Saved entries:
________________________

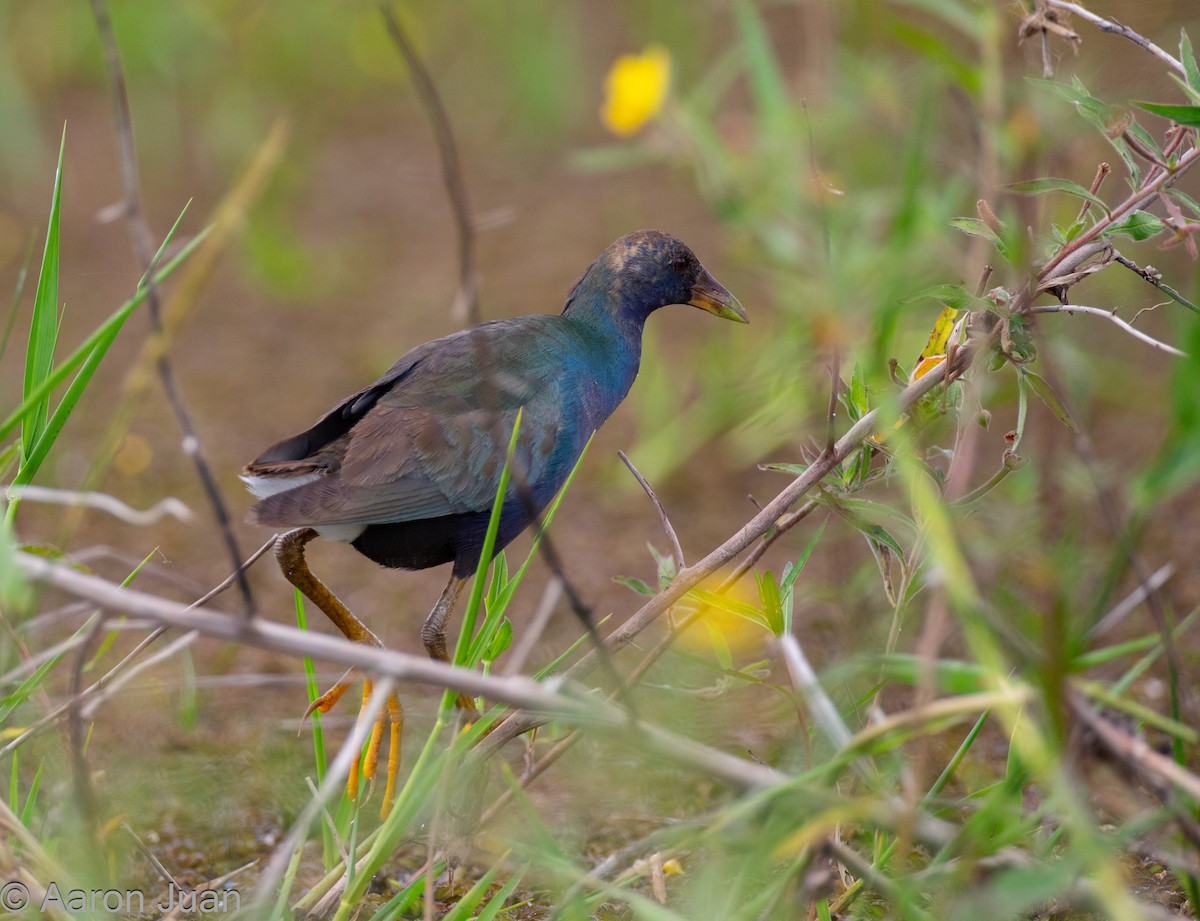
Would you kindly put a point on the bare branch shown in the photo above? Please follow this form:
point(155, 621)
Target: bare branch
point(105, 503)
point(144, 250)
point(467, 301)
point(1113, 25)
point(676, 549)
point(1109, 315)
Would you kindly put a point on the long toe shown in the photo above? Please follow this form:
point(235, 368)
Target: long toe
point(329, 699)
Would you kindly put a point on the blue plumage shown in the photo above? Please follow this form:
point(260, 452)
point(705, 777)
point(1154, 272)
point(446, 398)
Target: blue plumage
point(407, 469)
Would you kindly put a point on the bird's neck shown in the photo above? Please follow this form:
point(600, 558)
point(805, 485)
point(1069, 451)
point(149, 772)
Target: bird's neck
point(612, 331)
point(598, 302)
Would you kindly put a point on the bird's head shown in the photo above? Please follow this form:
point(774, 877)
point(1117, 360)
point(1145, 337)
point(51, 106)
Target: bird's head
point(649, 269)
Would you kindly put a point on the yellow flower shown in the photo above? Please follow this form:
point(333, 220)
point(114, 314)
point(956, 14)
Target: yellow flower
point(635, 90)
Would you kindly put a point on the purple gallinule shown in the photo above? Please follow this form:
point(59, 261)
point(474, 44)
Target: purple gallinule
point(407, 469)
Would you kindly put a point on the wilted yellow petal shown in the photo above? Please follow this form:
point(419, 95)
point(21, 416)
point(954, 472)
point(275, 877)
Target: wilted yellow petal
point(927, 365)
point(940, 335)
point(635, 90)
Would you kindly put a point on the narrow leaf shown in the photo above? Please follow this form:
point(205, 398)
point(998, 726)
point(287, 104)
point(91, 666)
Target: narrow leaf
point(1043, 389)
point(1138, 226)
point(1186, 115)
point(43, 325)
point(1038, 186)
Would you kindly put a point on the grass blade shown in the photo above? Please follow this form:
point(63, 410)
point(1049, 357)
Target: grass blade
point(45, 324)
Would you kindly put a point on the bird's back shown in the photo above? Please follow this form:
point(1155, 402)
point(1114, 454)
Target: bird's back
point(408, 468)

________________________

Problem to work on =>
Print each record as it appears above, dropping every picture from the copy.

Response area =>
Would you kindly put a point on the bare branch shown in the photo above? Please follow this form:
point(155, 621)
Target: bare branch
point(105, 503)
point(144, 250)
point(467, 301)
point(1113, 25)
point(676, 549)
point(1109, 315)
Would you kindly put a point on the long toe shown in the photo above? Please follow this form:
point(235, 368)
Target: long toe
point(329, 699)
Would you kindly put a point on the blue plumage shown in the photo above? Please follow this form:
point(260, 452)
point(705, 777)
point(1154, 272)
point(446, 398)
Target: blue plumage
point(407, 469)
Would you kindly put a point on the bird's neck shown in the photo above? Please follow this form:
point(600, 558)
point(805, 485)
point(1069, 451)
point(149, 772)
Target: bird's neck
point(612, 331)
point(598, 302)
Would you kindly put a point on the bird's head shown in the photo above? Please follow this form:
point(774, 877)
point(1117, 360)
point(1145, 337)
point(51, 106)
Target: bird's head
point(649, 269)
Would you kindly put a point on the yellow flower shown in the photo above? Please follow this form:
point(333, 220)
point(114, 314)
point(956, 14)
Target: yellow flower
point(635, 90)
Would you kindly put a point on the purple gallinule shown in the photo above? Please follow this form:
point(59, 261)
point(474, 44)
Target: purple gallinule
point(407, 469)
Would you kindly put a point on the wilted yellow petal shown in the photo above? Please follow this form:
point(419, 95)
point(21, 416)
point(954, 472)
point(275, 877)
Target: wilted yellow petal
point(927, 365)
point(940, 335)
point(635, 90)
Would you kindly put a point on the narrow leaf shown in the photo above? Please follow this form:
point(205, 398)
point(998, 726)
point(287, 104)
point(91, 666)
Target: narrow leaf
point(1043, 389)
point(1138, 226)
point(1186, 115)
point(43, 325)
point(1038, 186)
Would you kindly put a point on the grass blade shown in the photo above? Please follow this form:
point(63, 410)
point(1049, 357)
Target: grass blade
point(45, 324)
Would you kindly put a point on the bird's back shown in the photo above? Please follow this form:
point(1155, 402)
point(1114, 454)
Target: bird's back
point(408, 468)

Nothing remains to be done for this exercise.